## PROBLEM STATEMENT
With the pictures omitted, output word for word the lines from the one containing "clear plastic container" through the end of the records.

Dataset items:
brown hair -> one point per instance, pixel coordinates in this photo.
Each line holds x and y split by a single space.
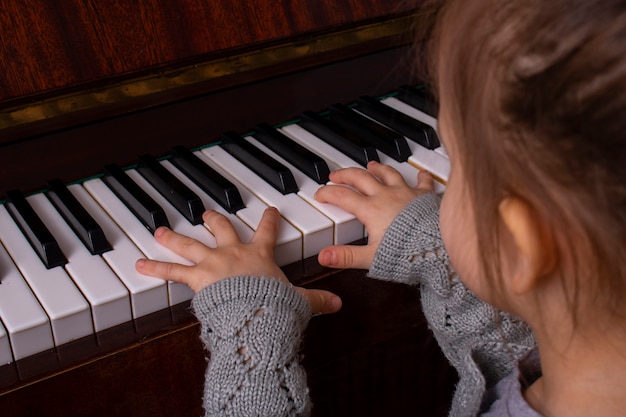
536 93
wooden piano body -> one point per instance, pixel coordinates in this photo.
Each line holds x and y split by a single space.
86 83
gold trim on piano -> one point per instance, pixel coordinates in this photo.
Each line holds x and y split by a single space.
134 93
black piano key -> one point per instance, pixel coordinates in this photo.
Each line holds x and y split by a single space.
177 193
272 171
414 129
420 98
382 138
212 182
40 238
308 162
81 222
333 134
138 202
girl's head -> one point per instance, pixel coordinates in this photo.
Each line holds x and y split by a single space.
533 106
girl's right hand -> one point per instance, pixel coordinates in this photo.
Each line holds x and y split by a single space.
375 197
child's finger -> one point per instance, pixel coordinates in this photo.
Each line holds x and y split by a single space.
184 246
221 227
386 174
362 180
321 301
347 256
164 270
267 230
425 181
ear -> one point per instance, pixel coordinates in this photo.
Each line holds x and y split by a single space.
535 255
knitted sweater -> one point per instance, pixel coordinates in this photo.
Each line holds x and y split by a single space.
252 326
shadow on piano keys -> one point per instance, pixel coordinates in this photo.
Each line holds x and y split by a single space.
90 303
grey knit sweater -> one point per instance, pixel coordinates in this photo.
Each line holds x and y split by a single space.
252 327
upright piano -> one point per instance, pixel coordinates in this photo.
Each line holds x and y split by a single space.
94 93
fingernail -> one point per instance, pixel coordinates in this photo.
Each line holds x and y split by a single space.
159 232
336 303
328 257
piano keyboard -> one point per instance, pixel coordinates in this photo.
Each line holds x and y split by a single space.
67 254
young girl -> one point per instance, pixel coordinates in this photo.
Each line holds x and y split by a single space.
533 221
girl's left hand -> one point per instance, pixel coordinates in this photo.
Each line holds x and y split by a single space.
230 258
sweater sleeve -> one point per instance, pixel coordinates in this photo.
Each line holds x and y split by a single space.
482 343
252 328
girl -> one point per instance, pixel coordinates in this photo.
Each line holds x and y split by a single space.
532 220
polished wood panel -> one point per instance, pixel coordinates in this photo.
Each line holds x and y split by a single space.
82 150
47 46
88 82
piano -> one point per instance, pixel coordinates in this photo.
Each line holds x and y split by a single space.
116 117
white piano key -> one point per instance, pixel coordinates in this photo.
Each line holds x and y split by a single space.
289 240
347 228
177 221
317 229
147 294
333 157
107 296
244 231
5 347
25 320
65 306
140 236
307 139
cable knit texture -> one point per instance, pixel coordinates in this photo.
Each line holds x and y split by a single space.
482 343
252 328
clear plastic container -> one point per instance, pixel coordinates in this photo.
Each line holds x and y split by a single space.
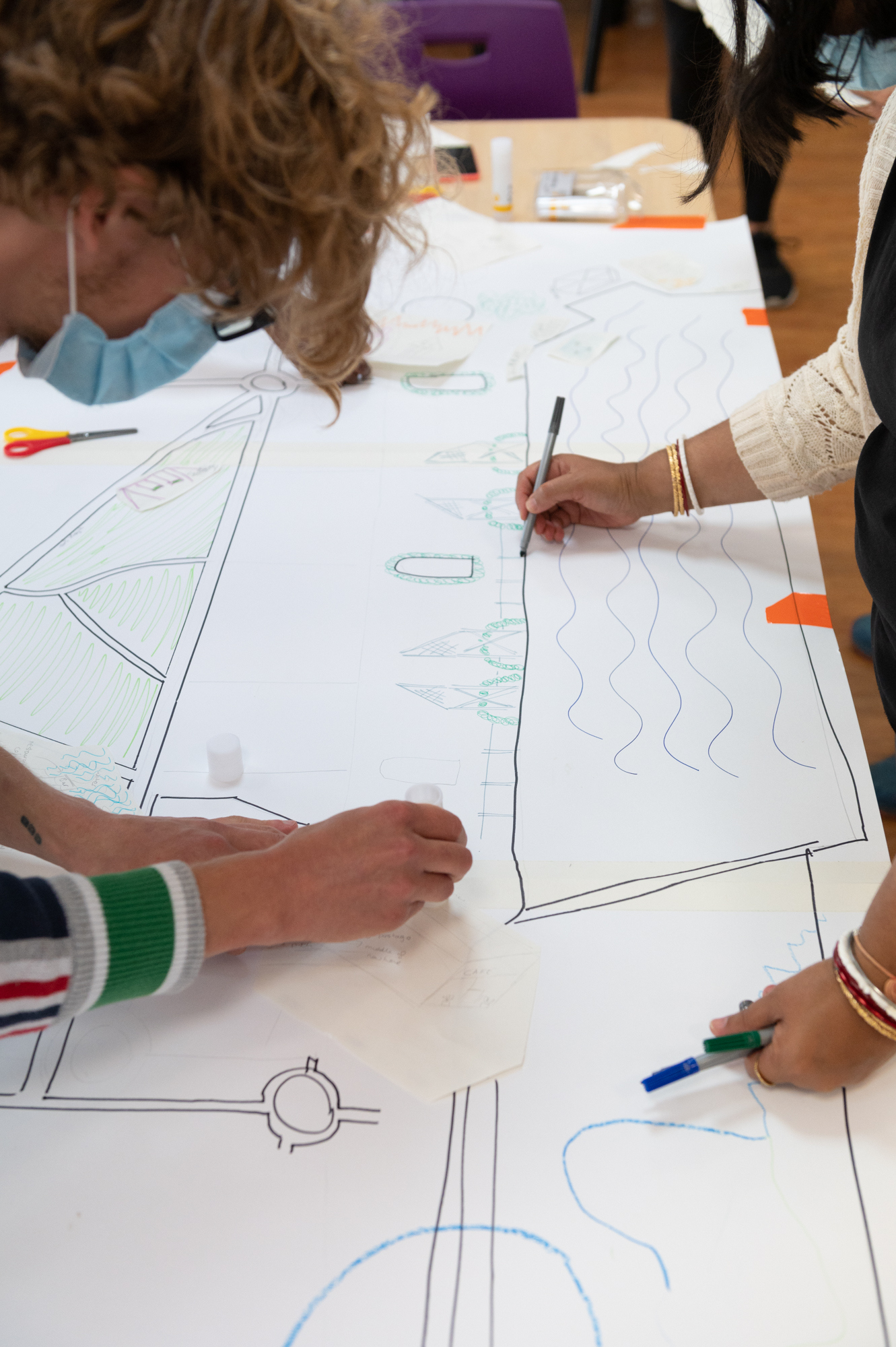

## SOLUTION TO THIS EXERCISE
clear plastic container -> one point per instance, pixel coordinates in this photo.
Each line holds x and y split by a single space.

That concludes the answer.